What you will do: Present the following entries again, word for word and in full.

Stored data:
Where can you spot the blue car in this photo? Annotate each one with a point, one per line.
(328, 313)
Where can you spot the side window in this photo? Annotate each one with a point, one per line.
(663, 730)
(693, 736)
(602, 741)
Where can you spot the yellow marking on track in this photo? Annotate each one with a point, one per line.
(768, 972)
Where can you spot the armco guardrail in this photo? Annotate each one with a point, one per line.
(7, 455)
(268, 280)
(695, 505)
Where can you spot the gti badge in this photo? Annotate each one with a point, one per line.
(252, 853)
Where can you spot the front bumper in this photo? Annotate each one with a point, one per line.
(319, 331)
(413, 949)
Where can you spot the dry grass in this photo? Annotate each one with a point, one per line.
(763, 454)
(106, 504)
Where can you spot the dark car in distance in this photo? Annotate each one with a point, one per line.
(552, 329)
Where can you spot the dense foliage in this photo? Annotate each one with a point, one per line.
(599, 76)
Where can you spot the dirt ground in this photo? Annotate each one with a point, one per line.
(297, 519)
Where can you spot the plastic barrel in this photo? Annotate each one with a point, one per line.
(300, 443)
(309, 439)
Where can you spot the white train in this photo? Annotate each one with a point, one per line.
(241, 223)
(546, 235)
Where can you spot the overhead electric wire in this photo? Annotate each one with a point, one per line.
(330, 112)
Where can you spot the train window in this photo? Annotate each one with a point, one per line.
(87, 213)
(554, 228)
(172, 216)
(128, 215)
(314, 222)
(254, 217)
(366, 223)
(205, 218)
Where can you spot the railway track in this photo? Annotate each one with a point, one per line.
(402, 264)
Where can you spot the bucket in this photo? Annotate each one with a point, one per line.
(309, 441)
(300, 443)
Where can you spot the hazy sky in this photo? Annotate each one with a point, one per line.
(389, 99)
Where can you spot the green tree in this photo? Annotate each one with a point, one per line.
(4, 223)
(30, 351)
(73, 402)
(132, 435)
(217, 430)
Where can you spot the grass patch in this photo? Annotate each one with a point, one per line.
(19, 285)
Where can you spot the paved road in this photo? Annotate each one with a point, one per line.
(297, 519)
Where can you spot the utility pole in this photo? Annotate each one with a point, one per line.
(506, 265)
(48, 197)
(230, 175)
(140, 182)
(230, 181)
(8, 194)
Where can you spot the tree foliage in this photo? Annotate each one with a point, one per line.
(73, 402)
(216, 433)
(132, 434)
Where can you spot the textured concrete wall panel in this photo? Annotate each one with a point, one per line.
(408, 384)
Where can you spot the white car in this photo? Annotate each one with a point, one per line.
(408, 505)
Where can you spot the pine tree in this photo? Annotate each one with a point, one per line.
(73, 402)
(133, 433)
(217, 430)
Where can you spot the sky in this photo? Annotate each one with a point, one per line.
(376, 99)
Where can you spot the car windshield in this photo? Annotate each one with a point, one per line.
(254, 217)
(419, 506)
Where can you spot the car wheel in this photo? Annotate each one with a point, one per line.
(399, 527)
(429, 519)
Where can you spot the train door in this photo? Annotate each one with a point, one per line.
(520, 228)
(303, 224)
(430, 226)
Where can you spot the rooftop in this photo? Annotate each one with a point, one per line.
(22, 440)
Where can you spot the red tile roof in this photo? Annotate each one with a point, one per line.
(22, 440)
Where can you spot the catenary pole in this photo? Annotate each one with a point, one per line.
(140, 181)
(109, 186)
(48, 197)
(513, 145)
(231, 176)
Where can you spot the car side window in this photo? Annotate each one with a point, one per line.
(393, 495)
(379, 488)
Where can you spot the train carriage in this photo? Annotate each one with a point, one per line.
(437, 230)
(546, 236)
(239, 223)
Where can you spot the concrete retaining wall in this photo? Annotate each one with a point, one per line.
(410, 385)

Full answer:
Where can you spot the blue car in this photo? Annotate each one with a point, one per line.
(328, 313)
Where can you spot the side window in this photo? Annotate each one with a point, one per line.
(663, 730)
(693, 736)
(602, 741)
Where can you spot the yellow marking on track in this photo? Annotate each one with a point, one per line.
(768, 972)
Where can you spot the armco guardrail in this photo? Annotate each one with a point, one per line.
(7, 455)
(268, 280)
(695, 505)
Where can you spot the gti badge in this photo? Annotate each one with a point, one per line.
(252, 853)
Where can you spot the front bumper in this photo? Annotate each one with a point, one per line.
(319, 331)
(413, 949)
Where can you spot the dry grass in this photo? Annotate each one with a point, one per line.
(763, 454)
(106, 504)
Where can you spot the dark car in distance in this photo? Annotate each one with a point, one per line.
(552, 329)
Where can you spot the dense foliage in this photo? Annotate each one with a point, one per line.
(599, 76)
Where can you spot the dirt ground in this photo? Annotate each one with a point, one per line.
(297, 519)
Where can you spot the plastic barrel in this photo? Annotate each one with a point, one per line.
(300, 443)
(309, 439)
Where can you spot the white train in this photo? Annotate each one with a point, one per line.
(241, 223)
(546, 235)
Where can you spot the overhead electric wire in this photo? Annotate each one with a point, one per line.
(330, 112)
Where can you spot the train window in this photo? Annotate each one with a point, one per line.
(87, 213)
(554, 228)
(172, 216)
(128, 215)
(314, 222)
(254, 217)
(366, 223)
(205, 218)
Where can you spot the railway track in this photo? Annotate each one with a point, one per line.
(402, 264)
Where can you spot the bucket in this photo? Annotate each one with a point, one per line.
(309, 441)
(300, 443)
Where can you spot the hazy sky in this photo? Annotate each one with a point, one per line.
(389, 99)
Where can you spot the green tree in this photo? Annotate each one with a point, one per line.
(4, 223)
(30, 351)
(73, 402)
(132, 435)
(217, 430)
Where can you spot the grass patch in this photo? Annotate each one with a point, one per line.
(19, 285)
Where can you spot the paved road in this photo? Annotate each one with a point, one per line.
(297, 519)
Where can you spot the utility pole in this photo? Annotate each one with a point, one per line.
(506, 265)
(48, 197)
(230, 175)
(140, 182)
(230, 181)
(8, 194)
Where can you spot the tree foliage in this photo? Annotate each one with a point, one per line.
(73, 402)
(216, 433)
(132, 434)
Where can you spot the textured concrete wall panel in this photo? Annotate each one with a point, one per line.
(408, 384)
Where can you spot the white car in this photo? Annotate each one with a point, one per line.
(408, 505)
Where can you spot the pine tree in this photo? Annotate each one with a point, one per line.
(73, 402)
(133, 433)
(217, 430)
Where can you spot the sky in this photo? Annotate each one with a point, one per line.
(376, 99)
Where can you spot the car windshield in this photo? Annotate each one with a point, one per line.
(254, 217)
(419, 506)
Where can you spot the car wheel in this photo? Annotate each one with a point, one per line.
(399, 527)
(429, 519)
Where can you spot the train door in this photo? Annotate each one with a point, one per line.
(520, 228)
(303, 224)
(430, 226)
Where can you spot the rooftop in this photo? Annotate each one with a point, one per line.
(22, 440)
Where can you spot the red tile roof in this photo? Annotate each one with a point, one per line.
(22, 440)
Where can you spot the catenary pole in this photo? Annotate each one with a point, one per line.
(140, 181)
(109, 186)
(48, 197)
(513, 145)
(231, 176)
Where can you spot the car side window in this photo? Annotate each one with a point, one per line.
(393, 495)
(379, 488)
Where can you spot the train carriage in this photo? Annotate each one with a point, one per line.
(437, 230)
(546, 236)
(239, 223)
Where can you spot the concrete retaining wall in this photo? Annotate each one with a point, one per line.
(410, 385)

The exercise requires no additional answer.